* EXCERPTED DATA:
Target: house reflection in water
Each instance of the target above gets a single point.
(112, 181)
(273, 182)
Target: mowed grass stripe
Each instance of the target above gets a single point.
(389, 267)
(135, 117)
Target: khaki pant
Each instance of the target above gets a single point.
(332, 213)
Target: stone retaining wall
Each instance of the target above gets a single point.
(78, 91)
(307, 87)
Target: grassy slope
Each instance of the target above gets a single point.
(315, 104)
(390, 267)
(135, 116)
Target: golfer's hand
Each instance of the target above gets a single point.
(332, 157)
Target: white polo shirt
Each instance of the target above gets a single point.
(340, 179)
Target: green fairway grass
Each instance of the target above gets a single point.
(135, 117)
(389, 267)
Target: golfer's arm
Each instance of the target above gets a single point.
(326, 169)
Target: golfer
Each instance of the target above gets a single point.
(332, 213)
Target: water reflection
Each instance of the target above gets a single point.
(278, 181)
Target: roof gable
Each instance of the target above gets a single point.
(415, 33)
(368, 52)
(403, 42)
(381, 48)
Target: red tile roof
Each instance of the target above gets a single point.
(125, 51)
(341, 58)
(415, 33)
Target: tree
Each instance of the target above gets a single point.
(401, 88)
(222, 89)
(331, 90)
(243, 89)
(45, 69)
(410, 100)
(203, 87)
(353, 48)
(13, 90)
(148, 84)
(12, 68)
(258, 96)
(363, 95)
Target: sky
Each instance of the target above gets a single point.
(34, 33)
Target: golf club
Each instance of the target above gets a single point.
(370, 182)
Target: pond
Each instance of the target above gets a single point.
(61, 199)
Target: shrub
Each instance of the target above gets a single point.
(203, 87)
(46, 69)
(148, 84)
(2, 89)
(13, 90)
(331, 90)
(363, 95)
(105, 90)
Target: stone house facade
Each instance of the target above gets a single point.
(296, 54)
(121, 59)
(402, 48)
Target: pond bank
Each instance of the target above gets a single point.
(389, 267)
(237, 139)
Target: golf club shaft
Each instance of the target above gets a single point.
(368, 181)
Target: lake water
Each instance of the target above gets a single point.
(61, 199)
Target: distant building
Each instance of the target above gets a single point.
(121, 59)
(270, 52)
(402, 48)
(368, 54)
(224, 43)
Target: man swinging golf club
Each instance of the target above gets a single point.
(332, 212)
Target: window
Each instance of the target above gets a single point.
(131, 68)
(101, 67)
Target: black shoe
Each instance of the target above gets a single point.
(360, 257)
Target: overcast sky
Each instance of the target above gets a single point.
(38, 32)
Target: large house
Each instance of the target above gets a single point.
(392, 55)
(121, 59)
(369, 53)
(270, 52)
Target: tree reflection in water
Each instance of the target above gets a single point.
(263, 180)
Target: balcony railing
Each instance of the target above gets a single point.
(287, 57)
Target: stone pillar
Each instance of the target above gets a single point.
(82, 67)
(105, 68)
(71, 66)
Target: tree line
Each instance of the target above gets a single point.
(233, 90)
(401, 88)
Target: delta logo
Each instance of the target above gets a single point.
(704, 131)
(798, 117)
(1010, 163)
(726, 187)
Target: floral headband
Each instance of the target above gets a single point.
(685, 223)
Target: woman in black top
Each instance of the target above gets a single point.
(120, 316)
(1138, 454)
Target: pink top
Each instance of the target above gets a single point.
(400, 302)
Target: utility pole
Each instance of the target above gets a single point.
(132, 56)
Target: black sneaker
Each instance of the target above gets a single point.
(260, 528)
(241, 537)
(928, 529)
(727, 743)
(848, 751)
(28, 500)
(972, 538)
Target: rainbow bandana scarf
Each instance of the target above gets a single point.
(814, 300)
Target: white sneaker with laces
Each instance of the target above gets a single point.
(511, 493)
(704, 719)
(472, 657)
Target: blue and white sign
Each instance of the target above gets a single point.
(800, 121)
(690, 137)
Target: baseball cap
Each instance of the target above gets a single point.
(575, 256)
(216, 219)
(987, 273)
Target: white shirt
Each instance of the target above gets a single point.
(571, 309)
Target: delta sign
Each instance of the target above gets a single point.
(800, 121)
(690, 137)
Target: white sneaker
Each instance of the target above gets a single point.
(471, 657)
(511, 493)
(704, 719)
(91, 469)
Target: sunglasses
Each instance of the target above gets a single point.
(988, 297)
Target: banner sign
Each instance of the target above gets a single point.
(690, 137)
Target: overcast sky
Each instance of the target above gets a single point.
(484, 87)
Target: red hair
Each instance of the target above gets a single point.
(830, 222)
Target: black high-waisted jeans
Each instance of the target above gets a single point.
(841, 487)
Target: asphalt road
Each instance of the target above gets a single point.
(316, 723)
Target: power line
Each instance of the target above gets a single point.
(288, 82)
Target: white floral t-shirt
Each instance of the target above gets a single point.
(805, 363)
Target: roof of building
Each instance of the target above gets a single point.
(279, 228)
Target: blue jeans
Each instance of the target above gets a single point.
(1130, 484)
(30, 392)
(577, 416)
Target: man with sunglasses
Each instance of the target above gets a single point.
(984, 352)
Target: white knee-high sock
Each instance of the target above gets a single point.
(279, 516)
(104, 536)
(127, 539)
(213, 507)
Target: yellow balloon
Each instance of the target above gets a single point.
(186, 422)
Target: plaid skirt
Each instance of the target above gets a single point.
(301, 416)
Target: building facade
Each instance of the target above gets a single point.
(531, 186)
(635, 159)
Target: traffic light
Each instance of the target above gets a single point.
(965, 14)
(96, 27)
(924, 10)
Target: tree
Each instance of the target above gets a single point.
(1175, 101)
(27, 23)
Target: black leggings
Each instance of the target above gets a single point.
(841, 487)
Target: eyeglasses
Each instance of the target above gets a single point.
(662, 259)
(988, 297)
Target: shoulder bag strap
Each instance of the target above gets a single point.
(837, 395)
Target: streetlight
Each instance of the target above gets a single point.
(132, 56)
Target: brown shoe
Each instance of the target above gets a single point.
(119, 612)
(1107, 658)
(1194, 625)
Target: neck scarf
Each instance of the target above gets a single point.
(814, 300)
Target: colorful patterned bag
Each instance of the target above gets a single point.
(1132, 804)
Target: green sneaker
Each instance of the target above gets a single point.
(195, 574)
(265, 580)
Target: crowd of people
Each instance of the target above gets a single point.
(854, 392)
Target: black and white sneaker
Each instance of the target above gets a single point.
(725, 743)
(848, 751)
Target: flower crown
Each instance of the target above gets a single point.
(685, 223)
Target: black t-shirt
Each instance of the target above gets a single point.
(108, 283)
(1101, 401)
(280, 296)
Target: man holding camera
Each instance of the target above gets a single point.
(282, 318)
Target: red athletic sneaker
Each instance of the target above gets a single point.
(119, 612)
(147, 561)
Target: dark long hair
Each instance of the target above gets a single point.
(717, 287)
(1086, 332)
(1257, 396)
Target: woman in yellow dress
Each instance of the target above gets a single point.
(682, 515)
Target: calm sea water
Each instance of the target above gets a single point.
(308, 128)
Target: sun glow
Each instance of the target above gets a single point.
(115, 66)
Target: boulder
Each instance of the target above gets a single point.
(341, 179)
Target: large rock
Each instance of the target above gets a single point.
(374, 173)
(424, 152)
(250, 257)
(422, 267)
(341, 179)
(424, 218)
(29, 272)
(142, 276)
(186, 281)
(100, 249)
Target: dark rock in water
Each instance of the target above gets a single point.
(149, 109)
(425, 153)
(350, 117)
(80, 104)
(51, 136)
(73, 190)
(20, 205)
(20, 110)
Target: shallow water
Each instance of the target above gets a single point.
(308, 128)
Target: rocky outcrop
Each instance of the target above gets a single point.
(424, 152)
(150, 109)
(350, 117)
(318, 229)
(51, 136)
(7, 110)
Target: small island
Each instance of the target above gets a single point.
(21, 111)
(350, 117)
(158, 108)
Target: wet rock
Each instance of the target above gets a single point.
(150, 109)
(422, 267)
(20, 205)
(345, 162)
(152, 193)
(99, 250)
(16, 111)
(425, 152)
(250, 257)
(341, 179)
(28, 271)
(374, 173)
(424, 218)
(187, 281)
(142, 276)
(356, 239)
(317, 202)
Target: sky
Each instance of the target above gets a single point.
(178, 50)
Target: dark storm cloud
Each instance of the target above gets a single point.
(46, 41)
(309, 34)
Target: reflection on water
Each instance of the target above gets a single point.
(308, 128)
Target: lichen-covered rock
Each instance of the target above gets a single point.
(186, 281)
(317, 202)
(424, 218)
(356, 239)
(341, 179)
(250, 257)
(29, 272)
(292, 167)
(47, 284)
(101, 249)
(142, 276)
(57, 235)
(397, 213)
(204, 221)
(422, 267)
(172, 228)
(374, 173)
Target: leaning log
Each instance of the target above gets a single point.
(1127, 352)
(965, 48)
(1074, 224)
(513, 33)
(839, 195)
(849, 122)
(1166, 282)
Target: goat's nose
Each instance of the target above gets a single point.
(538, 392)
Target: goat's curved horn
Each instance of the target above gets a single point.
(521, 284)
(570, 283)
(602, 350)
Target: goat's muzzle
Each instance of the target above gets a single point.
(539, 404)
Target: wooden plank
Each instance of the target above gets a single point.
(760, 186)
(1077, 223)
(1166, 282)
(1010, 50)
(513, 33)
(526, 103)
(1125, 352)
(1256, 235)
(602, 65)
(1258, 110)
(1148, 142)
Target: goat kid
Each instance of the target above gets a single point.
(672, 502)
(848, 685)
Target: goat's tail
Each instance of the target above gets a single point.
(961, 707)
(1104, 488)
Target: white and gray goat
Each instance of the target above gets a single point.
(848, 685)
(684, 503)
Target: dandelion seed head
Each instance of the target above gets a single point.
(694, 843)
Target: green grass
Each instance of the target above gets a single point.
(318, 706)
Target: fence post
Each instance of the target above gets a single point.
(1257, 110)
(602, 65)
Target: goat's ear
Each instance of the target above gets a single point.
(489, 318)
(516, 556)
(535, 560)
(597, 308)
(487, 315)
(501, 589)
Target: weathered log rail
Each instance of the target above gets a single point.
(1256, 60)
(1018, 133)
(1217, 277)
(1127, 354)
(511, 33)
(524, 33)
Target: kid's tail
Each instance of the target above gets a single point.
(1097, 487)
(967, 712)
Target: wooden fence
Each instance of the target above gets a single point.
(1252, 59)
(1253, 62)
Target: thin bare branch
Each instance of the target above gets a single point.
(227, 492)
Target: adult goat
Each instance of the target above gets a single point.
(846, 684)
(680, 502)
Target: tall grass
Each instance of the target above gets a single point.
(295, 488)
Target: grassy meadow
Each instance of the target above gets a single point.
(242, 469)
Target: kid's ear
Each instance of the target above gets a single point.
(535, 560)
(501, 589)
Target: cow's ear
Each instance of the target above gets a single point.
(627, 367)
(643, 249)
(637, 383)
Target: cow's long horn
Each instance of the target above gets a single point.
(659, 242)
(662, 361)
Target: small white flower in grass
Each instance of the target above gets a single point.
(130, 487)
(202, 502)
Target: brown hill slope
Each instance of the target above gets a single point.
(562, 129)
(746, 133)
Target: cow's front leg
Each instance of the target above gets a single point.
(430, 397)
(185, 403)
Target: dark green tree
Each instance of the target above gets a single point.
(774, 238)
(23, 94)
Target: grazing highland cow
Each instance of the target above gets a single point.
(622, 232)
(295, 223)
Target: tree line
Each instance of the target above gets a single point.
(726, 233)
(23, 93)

* EXERCISE DIRECTIONS: Rewrite the part of the material that opens with the line containing "Target: dark green tree" and closes with the end of the material, substituting "conifer" for every "tree" and leaving everything else unchanged.

* ANSWER BELOW:
Target: dark green conifer
Each instance of the target above gets a single point.
(774, 238)
(23, 94)
Target: grazing highland cow
Each instance of the target above gets a single point.
(622, 232)
(295, 223)
Target: conifer line
Each instance of the target above gets a single point.
(726, 233)
(23, 93)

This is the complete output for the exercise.